— TASK GOAL —
Retype exactly the lines that run from the line with "Expected: one pin per instance of the bush, each" to the final line of the entries, keeping both ends and nothing else.

— Collected data —
.....
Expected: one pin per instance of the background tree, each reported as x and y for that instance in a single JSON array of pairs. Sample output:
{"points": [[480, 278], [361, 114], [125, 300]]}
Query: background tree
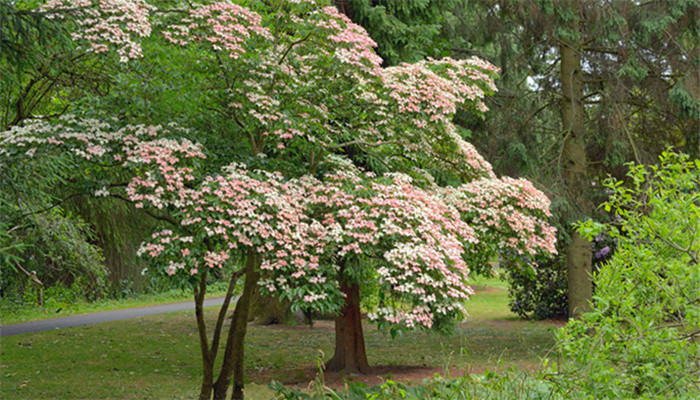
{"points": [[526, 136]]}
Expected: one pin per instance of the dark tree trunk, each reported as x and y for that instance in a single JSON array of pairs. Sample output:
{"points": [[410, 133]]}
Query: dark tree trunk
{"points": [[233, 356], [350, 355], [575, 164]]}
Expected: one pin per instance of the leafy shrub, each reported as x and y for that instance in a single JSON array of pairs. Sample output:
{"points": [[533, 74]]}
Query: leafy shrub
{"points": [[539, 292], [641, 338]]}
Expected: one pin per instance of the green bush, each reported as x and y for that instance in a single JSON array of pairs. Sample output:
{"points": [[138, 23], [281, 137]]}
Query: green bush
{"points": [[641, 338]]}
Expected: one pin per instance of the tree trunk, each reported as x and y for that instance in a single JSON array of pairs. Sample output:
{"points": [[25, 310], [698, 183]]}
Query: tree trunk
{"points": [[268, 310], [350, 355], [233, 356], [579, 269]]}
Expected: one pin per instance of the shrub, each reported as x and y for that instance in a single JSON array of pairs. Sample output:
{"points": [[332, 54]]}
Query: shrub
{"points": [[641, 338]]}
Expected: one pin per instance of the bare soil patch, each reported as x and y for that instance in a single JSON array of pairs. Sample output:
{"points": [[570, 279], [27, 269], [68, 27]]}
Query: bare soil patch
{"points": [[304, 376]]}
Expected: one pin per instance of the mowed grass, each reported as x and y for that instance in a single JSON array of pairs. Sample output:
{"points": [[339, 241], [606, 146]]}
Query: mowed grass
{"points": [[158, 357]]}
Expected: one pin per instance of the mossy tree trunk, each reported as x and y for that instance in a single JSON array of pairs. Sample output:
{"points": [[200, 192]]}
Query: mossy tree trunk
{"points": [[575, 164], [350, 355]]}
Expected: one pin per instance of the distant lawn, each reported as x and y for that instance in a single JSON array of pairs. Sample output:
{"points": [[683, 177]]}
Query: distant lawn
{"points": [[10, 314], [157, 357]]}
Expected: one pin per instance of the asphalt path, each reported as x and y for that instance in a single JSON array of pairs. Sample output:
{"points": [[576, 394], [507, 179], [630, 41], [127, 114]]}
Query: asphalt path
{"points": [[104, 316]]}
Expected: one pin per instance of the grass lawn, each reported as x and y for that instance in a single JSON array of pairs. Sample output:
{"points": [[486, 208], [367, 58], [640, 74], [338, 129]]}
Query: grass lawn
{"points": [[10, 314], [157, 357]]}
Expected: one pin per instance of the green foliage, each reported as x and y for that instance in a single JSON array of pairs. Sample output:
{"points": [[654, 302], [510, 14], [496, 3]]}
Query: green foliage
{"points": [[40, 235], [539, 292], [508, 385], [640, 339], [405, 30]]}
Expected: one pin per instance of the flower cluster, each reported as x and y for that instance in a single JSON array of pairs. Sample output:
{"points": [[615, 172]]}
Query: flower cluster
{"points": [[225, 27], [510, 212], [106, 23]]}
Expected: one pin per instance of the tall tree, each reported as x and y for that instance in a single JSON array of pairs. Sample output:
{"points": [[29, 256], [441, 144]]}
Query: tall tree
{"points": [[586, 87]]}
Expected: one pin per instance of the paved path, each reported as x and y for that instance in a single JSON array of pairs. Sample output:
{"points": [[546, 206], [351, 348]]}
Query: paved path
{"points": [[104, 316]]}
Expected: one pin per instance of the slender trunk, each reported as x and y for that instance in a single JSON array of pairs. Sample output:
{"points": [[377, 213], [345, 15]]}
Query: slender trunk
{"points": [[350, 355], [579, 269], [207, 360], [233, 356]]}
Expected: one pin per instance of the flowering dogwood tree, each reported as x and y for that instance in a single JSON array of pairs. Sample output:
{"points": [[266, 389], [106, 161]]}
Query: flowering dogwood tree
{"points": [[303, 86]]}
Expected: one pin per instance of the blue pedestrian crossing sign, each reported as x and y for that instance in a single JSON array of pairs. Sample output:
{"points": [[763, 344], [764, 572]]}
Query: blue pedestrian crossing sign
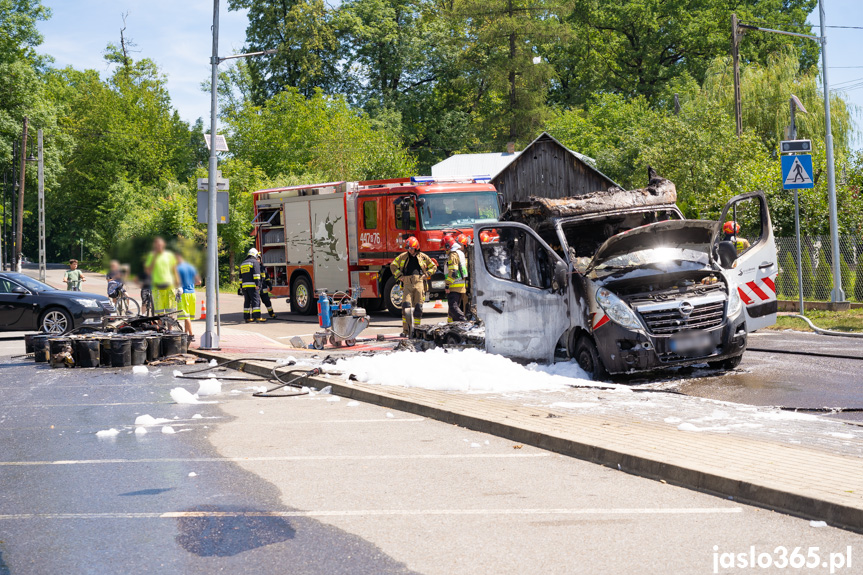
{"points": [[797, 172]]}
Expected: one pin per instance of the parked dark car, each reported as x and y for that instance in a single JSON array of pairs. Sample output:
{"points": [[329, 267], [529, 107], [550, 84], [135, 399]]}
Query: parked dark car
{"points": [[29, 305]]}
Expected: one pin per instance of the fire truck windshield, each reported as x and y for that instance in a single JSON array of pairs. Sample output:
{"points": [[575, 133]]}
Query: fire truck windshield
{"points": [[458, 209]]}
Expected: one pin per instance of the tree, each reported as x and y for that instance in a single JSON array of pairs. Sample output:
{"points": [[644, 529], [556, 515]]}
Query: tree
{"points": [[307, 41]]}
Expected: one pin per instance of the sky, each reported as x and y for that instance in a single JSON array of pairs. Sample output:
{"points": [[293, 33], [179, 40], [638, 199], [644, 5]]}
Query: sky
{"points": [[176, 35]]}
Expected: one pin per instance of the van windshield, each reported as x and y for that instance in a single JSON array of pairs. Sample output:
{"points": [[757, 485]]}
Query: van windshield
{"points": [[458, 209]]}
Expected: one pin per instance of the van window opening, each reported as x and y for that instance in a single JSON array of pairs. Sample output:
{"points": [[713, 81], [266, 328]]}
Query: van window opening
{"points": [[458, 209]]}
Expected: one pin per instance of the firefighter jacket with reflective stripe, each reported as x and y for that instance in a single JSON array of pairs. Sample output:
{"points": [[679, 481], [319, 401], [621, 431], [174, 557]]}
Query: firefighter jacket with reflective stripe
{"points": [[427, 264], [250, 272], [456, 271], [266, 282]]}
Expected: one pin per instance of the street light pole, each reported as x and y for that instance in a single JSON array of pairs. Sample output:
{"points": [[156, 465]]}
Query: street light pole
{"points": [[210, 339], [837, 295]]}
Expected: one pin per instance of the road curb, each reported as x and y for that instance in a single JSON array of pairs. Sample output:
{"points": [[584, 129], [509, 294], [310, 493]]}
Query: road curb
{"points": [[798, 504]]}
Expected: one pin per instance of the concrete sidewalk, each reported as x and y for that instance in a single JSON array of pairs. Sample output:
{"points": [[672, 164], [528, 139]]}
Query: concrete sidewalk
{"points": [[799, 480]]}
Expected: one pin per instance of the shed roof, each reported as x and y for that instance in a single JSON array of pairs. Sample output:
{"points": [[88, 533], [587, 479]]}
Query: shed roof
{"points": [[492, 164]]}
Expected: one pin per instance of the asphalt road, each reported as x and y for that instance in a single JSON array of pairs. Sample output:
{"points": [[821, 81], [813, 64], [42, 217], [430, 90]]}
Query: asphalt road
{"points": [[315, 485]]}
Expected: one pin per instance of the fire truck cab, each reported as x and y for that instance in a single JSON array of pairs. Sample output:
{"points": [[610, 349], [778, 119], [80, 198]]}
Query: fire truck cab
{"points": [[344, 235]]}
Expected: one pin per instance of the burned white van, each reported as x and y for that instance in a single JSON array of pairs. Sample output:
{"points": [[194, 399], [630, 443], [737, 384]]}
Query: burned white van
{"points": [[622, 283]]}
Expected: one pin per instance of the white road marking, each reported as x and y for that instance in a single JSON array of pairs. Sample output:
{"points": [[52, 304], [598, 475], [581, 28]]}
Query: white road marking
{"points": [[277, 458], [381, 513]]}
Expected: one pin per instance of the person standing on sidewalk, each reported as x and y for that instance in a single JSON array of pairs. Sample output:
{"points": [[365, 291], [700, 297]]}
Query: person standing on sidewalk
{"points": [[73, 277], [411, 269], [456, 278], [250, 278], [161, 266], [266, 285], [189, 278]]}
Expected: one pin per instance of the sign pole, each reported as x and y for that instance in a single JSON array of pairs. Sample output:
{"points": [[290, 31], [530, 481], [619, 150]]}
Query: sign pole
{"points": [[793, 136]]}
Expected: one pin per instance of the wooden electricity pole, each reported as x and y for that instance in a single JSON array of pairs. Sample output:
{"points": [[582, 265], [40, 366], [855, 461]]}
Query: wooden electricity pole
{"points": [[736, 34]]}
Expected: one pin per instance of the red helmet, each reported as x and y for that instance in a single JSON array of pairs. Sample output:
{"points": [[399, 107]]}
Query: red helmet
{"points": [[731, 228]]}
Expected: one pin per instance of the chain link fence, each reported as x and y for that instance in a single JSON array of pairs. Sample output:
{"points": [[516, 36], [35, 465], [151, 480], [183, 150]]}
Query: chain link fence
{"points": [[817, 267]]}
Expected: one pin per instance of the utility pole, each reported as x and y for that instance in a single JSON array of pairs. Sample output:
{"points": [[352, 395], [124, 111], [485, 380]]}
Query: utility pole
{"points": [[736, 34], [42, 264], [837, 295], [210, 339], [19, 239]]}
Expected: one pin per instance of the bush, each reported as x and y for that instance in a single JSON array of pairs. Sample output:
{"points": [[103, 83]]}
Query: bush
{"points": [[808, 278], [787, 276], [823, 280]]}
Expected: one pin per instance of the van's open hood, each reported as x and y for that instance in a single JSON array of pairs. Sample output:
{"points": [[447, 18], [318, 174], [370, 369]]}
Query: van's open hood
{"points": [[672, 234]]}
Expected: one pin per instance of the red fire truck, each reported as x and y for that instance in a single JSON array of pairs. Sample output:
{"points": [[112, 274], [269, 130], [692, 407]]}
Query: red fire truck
.....
— RESULT FOR THIS EXERCISE —
Expected: one pin per instance of the bush, each reported as x and y for that instance in a single JSON array of pairs. Sample output:
{"points": [[103, 83]]}
Query: bush
{"points": [[808, 278], [787, 276], [823, 280]]}
Expected: one pin per instance of the van's open hood, each reported as x and y for that instance in a single JSON array of pairs. Sample output:
{"points": [[447, 18], [318, 174], [370, 369]]}
Query: van's open hood
{"points": [[672, 234]]}
Expected: one pin per instance of the red fire truck, each reported as x and y for that instance in a single JSON array of pairs. Sample output:
{"points": [[112, 274], [269, 130], [692, 407]]}
Query: red fire truck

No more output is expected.